↓↓↓

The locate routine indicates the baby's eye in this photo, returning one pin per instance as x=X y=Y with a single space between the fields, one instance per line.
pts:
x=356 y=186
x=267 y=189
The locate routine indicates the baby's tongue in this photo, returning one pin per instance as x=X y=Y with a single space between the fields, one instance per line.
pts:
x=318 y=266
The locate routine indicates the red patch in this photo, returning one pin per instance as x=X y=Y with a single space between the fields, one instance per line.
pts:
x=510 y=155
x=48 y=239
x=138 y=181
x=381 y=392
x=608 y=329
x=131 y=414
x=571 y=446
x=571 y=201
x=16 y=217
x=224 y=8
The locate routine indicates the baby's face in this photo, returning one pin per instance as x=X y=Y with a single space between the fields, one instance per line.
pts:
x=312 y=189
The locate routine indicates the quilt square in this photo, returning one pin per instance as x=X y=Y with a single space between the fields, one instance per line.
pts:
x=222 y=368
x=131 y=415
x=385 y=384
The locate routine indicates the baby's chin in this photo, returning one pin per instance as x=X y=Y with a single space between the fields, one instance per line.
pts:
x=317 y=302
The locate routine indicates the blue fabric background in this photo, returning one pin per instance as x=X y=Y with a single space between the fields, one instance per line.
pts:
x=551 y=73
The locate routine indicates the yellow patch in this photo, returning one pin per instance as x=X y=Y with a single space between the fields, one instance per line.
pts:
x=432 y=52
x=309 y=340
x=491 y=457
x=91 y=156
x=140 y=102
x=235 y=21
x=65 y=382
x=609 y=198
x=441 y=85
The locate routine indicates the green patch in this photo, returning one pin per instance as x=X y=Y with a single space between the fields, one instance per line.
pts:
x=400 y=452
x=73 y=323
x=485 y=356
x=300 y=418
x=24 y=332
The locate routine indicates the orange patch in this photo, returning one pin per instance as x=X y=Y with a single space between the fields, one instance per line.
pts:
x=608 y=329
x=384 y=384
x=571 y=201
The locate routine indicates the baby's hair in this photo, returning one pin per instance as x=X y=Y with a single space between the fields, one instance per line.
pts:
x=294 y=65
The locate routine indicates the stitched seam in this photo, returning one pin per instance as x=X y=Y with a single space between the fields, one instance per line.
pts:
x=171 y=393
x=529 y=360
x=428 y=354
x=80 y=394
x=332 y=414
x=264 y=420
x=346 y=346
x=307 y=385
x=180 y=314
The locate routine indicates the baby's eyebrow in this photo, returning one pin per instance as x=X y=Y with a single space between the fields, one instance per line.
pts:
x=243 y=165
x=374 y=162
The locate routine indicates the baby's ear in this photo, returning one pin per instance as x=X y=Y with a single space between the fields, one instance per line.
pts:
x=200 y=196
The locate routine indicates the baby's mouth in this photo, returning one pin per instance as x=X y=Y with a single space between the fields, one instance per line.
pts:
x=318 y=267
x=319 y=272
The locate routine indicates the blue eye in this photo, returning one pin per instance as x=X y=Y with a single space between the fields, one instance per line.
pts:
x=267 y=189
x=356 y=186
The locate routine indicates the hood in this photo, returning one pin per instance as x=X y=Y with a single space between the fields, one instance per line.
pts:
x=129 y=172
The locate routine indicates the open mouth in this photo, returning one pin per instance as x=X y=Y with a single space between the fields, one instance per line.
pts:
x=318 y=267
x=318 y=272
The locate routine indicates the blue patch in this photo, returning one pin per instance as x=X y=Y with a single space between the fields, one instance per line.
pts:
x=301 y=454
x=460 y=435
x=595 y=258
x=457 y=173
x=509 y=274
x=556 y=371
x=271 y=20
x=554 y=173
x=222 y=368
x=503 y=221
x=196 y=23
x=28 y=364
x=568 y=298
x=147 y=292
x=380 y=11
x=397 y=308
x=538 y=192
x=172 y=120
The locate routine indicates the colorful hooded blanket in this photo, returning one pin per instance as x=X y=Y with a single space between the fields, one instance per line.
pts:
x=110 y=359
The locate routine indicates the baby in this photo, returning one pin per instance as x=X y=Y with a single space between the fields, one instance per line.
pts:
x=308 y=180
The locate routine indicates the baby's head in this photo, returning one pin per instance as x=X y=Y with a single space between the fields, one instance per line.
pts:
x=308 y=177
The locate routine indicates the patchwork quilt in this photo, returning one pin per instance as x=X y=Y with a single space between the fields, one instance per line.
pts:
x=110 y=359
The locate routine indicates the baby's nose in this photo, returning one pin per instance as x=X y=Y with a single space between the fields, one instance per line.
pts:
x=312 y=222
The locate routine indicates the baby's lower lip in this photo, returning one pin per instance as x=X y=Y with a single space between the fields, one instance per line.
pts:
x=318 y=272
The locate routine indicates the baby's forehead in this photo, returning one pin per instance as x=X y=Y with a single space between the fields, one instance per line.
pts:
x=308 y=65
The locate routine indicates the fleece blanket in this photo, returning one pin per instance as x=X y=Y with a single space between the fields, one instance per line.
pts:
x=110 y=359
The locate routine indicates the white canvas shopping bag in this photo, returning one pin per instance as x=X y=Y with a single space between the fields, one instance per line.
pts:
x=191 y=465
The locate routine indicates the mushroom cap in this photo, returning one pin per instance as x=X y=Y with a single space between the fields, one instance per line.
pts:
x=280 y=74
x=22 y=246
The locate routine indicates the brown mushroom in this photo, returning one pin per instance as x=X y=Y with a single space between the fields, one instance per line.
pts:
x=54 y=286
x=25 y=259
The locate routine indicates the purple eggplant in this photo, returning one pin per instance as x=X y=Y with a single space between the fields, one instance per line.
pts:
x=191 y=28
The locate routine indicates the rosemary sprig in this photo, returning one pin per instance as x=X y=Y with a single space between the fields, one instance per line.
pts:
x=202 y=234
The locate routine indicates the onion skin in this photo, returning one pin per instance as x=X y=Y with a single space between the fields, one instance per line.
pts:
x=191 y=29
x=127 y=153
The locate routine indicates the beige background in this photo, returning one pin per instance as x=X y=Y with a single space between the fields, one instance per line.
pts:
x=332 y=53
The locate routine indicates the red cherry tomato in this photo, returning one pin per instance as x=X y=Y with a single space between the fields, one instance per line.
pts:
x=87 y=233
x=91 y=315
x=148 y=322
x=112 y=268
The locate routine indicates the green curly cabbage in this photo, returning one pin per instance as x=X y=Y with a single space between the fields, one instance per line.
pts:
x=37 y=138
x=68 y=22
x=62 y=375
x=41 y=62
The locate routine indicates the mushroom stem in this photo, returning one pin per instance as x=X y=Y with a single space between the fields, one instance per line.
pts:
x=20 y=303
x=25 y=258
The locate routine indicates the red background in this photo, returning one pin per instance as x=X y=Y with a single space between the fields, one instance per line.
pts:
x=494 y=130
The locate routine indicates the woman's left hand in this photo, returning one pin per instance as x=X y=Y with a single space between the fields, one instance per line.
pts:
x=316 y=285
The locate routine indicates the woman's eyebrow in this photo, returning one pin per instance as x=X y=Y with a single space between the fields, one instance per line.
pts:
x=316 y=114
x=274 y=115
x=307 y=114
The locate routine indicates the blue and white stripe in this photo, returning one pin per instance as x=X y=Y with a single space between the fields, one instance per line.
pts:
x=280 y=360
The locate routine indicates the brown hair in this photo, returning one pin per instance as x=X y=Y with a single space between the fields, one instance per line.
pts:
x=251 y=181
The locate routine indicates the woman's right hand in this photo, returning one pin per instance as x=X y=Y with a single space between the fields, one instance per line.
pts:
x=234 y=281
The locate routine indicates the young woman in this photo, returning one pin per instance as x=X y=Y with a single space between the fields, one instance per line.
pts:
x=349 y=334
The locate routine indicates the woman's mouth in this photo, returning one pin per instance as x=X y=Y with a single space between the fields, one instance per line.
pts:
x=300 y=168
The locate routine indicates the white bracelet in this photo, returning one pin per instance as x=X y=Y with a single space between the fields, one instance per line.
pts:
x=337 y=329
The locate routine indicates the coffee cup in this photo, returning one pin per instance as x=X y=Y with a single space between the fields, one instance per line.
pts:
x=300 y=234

↑↑↑

Перепишите без изменений строки записей от самого начала записей до строки, в которой стоит "x=317 y=302", включая обе границы, и ничего кроме них.

Полный ответ ::
The locate routine indicates the baby's eye in this photo, returning one pin per instance as x=X y=Y with a single space between the fields, one instance per line.
pts:
x=356 y=186
x=267 y=189
The locate routine indicates the baby's tongue in this photo, returning one pin per instance as x=X y=Y with a single space between the fields, one instance per line.
pts:
x=318 y=266
The locate routine indicates the red patch in this photo, returning one pin per instance as x=X y=Y with a single space between the fields, one instance per line.
pts:
x=510 y=155
x=48 y=239
x=138 y=181
x=381 y=392
x=608 y=329
x=131 y=414
x=571 y=446
x=571 y=201
x=16 y=217
x=224 y=8
The locate routine indicates the baby's face in this photo, returning one pin per instance as x=X y=Y with a single space between the fields, one instance per line.
pts:
x=312 y=189
The locate routine indicates the quilt square in this photo, returning one pin per instance as x=X y=Y with a single space between the fields, one instance per line.
pts:
x=222 y=368
x=131 y=415
x=385 y=384
The locate routine indicates the baby's chin in this photo, returning one pin per instance as x=X y=Y with a single space between the fields, one instance per line.
pts:
x=317 y=302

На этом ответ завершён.